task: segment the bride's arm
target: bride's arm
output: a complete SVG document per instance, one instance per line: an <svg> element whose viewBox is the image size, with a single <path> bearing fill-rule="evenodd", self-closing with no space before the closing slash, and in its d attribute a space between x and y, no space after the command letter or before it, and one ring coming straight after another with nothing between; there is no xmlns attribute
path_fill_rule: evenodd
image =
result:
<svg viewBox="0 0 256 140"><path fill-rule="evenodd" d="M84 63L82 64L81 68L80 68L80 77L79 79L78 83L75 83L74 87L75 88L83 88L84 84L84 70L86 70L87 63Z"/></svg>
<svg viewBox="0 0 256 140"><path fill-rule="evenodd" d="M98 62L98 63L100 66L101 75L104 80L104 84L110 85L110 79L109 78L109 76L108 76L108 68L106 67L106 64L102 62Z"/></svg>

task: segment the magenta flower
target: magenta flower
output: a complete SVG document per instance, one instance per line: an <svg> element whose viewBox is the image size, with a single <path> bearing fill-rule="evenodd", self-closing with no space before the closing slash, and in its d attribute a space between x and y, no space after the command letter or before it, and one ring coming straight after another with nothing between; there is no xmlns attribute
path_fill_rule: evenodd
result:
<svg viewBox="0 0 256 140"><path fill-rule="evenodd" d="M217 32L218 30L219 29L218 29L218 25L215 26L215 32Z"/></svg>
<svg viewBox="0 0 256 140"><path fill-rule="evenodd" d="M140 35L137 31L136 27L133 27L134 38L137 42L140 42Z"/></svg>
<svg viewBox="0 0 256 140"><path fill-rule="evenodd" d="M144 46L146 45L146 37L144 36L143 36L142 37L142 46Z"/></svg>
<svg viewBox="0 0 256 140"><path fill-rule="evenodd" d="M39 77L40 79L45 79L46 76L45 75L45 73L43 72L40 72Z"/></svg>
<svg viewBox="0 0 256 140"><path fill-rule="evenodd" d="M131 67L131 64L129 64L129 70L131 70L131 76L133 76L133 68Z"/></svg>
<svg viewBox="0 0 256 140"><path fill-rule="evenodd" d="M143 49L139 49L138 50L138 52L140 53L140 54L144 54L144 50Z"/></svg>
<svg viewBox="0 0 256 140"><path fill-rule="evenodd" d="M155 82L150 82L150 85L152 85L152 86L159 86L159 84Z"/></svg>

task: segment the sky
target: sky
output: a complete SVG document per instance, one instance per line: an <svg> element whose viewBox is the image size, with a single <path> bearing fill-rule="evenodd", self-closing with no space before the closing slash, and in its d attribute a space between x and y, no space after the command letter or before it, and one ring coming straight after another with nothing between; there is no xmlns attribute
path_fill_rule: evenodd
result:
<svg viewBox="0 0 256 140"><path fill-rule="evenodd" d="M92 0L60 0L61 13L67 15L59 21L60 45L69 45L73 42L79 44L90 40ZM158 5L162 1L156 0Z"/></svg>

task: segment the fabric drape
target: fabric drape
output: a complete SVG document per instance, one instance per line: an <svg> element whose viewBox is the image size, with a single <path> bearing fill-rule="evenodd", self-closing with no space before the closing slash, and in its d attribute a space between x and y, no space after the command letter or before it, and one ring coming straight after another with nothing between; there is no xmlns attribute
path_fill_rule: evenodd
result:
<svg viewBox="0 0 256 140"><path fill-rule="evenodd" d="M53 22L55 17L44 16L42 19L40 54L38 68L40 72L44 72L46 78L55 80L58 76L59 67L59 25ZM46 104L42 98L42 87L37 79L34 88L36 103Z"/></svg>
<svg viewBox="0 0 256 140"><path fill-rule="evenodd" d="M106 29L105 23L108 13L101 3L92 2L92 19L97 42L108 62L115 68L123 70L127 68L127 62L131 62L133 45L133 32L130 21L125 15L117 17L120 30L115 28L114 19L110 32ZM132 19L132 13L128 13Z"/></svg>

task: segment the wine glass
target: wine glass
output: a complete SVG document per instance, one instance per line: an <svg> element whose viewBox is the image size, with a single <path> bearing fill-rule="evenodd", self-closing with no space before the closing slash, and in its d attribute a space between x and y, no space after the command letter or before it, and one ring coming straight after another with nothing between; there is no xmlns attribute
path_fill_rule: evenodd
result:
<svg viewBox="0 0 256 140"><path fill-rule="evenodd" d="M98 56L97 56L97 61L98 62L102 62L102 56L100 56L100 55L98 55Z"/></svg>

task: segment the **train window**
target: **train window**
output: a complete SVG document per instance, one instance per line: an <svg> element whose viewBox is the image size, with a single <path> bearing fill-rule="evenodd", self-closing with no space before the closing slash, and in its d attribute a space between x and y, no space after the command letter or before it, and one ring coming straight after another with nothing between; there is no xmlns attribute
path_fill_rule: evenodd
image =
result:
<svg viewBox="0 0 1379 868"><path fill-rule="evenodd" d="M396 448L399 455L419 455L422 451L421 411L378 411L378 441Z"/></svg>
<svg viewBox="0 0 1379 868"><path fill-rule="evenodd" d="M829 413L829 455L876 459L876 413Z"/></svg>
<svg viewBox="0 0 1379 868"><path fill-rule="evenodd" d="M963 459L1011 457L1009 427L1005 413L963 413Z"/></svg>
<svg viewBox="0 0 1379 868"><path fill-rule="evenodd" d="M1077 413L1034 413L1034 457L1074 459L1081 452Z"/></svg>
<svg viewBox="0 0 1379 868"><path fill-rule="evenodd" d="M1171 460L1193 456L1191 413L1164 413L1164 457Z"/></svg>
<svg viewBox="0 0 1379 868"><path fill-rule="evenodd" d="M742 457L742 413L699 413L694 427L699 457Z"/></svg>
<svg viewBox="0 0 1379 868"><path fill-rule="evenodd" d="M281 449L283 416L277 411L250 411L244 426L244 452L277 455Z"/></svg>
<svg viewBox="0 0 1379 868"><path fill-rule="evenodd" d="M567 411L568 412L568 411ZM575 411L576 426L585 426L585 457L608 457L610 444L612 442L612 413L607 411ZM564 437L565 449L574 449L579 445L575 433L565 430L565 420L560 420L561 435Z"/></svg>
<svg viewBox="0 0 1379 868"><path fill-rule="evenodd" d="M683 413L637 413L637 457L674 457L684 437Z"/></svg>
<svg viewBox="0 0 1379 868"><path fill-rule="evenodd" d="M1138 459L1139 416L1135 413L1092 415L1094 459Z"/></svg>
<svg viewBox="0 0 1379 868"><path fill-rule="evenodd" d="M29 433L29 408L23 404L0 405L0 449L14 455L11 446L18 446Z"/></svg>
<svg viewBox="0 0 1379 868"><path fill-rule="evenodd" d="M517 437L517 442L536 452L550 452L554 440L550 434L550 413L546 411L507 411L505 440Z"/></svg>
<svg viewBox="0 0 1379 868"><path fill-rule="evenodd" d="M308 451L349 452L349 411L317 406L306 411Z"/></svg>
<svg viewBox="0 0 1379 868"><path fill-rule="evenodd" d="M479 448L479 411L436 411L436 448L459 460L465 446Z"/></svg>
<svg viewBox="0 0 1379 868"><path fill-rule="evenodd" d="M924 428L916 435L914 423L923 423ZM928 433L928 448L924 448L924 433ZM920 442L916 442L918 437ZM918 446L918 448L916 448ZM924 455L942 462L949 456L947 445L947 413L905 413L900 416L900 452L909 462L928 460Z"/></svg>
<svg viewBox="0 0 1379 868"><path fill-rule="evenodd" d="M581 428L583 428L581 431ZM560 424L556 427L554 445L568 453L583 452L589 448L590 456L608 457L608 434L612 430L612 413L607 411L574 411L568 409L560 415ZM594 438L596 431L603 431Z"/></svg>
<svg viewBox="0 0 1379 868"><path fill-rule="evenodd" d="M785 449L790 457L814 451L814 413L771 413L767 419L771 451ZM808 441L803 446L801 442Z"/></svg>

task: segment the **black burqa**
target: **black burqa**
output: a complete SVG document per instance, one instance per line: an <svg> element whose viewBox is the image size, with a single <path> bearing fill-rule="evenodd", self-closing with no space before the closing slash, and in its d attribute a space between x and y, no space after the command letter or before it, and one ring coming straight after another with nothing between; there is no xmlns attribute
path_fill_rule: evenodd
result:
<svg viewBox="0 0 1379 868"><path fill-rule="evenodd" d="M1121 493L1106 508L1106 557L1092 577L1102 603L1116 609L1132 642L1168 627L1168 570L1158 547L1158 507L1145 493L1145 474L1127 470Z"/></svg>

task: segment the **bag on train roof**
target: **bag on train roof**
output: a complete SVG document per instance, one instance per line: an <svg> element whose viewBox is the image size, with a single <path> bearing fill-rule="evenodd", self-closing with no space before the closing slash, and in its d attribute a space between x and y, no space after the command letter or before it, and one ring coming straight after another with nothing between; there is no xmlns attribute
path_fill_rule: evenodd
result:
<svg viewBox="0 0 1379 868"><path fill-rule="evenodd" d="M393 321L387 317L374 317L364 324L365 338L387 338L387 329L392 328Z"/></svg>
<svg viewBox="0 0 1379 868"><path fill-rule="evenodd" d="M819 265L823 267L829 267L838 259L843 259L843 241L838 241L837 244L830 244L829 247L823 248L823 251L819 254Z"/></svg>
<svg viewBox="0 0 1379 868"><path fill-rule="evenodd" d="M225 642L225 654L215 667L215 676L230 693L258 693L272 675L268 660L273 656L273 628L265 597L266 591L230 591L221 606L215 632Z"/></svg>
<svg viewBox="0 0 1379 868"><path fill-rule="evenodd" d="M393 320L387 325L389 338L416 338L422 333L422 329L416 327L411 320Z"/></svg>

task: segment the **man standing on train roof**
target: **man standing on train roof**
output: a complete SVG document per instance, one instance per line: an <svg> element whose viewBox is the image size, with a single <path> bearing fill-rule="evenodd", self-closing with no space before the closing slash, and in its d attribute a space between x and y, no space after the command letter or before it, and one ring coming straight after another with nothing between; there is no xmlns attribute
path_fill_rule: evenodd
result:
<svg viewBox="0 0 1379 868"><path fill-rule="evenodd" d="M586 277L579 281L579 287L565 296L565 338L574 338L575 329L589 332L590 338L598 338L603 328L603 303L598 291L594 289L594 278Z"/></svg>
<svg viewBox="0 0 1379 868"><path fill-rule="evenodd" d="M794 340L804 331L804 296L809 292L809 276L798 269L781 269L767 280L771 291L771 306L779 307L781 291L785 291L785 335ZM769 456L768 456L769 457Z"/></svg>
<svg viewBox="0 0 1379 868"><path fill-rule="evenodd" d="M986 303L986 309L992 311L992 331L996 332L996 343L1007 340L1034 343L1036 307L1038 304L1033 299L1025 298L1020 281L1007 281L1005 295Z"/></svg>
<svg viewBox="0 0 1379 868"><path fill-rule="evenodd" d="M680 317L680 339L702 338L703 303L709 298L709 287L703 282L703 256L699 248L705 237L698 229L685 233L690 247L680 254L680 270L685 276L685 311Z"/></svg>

Required task: Present the records as a Markdown table with the columns Row and Line, numbering each line. Begin at the start of the records and end at the line containing "62L98 63L100 66L101", including both ends and skipping blank lines.

Exercise response:
| Row | Line |
|---|---|
| 1 | task: segment the bride's arm |
| 2 | target: bride's arm |
| 3 | output: a complete SVG document per instance, one instance per line: an <svg> element whose viewBox is the image size, with a single <path> bearing fill-rule="evenodd", self-closing with no space before the closing slash, and in its d attribute a space between x and y, no space after the command letter or before it, and one ring coming straight after another with nothing between; there is no xmlns attribute |
| 4 | path_fill_rule: evenodd |
| 5 | image = |
| 6 | result: |
| 7 | <svg viewBox="0 0 256 140"><path fill-rule="evenodd" d="M84 63L82 64L81 68L80 68L80 77L79 79L78 83L75 83L74 87L75 88L83 88L84 84L84 70L86 70L87 63Z"/></svg> |
| 8 | <svg viewBox="0 0 256 140"><path fill-rule="evenodd" d="M98 62L98 63L100 66L101 75L104 80L104 84L110 85L110 79L109 78L109 76L108 76L108 68L106 67L106 64L102 62Z"/></svg> |